Monday, February 10, 2014

Desert Island Books

For those of you who don't know the BBC has a long running radio series called Desert Island Discs which features a celebrity who is asked to imagine themselves shipwrecked on a desert island with only seven records to listen to until rescue comes (if it ever does come). A similar game is often played with books. If you could only have 7 (or in my case below 10) books to read for a long time (possibly forever) what would those books be? A lot of people playing this game pick short novels which I think is ridiculous. I take the game literally - you want something which is going to last a long time. Only the final book on my list has under 700 pages and most of them are over 1000, which has got to be the way to go. You also probably want something that you've read already so that you know it's going to be good. Anthologies are a good bet and 1 volume trilogies are also a good idea too. But just to be clear about the rules it has to be in one volume. To make it more interesting let's say (as they do on the BBC) that the island already has a copy of the Bible and the Complete Works of Shakespeare. Let's also say that it's got The Boy Scout Manual/SAS Survival Manual/Boat Building For Beginners and practical things like that. Does that make sense? Your Kindle's dead, your iPhone's toast, a box of books washes up on the shore...Ok here's my list:

1. The Complete Essays of George Orwell: 1400 brilliant pages published by the Everyman Library.
2. The Complete Jane Austen - all 6 novels plus Lady Susan in this clunky but good value Barnes and Noble edition. 
3. The Norton Anthology of English Poetry: the fifth edition is simply the best anthology of poetry in the world. 2812 pages. Nice.
4. The Complete Stories of JG Ballard: 1199 pages of Ballard's best.

=== Exercise task 1 ===
Using the blog post on desert island books, answer the following:
(a) How many records is the celebrity on the BBC radio series allowed to take?
(b) How many pages does the Norton Anthology of English Poetry have?
(c) Which two books does the island already have, according to the rules?
=== Exercise task 2 ===
Pick up the blog post on desert island books where it stops and continue it.

=== Raw data ===

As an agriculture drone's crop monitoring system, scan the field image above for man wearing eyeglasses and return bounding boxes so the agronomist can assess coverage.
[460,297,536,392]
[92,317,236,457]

=== Task result 1 ===
(a) Seven
(b) 2812
(c) The Bible and the Complete Works of Shakespeare

=== Task result 2 ===
5. Crime Novels: American Noir of the 1950s. The Library of America brings you five classics of 1950s crime: Jim Thompson, Patricia Highsmith, Charles Willeford, David Goodis, Chester Himes
6. The Worst Journey In The World - Apsley Cherry-Garrard's stunning Antarctica adventure/nightmare.
7. The Decline and Fall of the Roman Empire - The Modern Library's 1300 page 1 volume edition of Gibbon's classic.
8. A Suitable Boy - Vikram Seth's classic novel. A juicy 1488 pages long.
9. The Brothers Karamazov - Simply the greatest novel of the 19th century. 960 pages in the Penguin Edition. Written by Dostoyevsky trans by David McDuff.
10 (tied). Ulysses - James Joyce. Ok I don't think I need to add anything here.
10 (tied). The Complete Poems of Philip Larkin - Because the Norton Anthology just doesn't have enough of them...

I'd love to hear your thoughts/suggestions in the comments below:

37 comments:

Unknown said...

Moby Dick
David Copperfield
And to slow down reading so it takes longer:
Darwin, ORIGIN OF SPECIES
Marx, DAS CAPITAL
Mrs. Beeton, HOUSEHOLD MANAGEMENT

Grandad

Alan said...

Adrian,Decline and Fall,Buddhist Tripaka,Analects,Brothers K and lastly collected works of Thomas Mann.I like your Erasmus like diversity but as I age I turn to those which had the most emotional and intellectual impact upon me.Best Alan P.S. Posted review of In The Morning on Amazon UK.

seana graham said...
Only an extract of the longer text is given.